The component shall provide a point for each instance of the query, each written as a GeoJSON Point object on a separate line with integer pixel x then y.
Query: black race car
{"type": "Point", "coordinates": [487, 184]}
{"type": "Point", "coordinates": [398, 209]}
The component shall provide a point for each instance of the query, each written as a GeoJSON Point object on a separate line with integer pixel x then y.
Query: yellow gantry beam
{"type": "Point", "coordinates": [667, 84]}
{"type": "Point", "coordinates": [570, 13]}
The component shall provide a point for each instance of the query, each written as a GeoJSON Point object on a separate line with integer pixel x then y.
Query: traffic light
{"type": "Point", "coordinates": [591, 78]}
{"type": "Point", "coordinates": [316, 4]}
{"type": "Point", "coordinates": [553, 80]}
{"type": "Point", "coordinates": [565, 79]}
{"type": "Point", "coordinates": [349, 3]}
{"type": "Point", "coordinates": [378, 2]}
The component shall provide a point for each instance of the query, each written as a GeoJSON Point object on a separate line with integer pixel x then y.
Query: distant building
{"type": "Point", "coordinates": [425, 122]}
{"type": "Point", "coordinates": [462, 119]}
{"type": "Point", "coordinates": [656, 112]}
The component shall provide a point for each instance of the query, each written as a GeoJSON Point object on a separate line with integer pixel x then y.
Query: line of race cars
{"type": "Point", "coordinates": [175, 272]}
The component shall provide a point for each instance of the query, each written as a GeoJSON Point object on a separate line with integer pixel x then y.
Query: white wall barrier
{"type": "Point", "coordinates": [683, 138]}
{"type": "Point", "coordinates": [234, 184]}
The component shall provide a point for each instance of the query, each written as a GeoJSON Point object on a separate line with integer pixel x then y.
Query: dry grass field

■ ■ ■ ■ ■

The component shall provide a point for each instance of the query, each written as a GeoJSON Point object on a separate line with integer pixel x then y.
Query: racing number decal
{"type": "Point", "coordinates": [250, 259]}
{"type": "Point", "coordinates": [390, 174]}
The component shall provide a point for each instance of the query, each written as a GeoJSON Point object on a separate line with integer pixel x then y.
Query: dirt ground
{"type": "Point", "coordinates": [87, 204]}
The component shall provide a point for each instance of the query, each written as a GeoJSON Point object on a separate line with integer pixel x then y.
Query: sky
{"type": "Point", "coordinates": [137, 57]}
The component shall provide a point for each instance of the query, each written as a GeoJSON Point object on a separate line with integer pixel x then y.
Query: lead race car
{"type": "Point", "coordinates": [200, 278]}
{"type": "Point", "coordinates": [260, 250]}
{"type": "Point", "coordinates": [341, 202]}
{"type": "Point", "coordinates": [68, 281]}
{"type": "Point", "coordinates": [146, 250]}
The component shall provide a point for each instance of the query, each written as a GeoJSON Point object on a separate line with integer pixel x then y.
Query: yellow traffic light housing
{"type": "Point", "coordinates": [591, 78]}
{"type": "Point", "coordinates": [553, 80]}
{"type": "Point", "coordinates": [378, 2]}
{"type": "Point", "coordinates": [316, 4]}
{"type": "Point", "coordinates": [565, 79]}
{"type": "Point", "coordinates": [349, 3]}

■ ■ ■ ■ ■

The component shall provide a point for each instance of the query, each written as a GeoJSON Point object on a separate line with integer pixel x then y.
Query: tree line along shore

■ ■ ■ ■ ■

* _To be done_
Return each line from the items above that contains the word "yellow".

* _Exercise response_
Query: yellow gantry beam
Query: yellow traffic light housing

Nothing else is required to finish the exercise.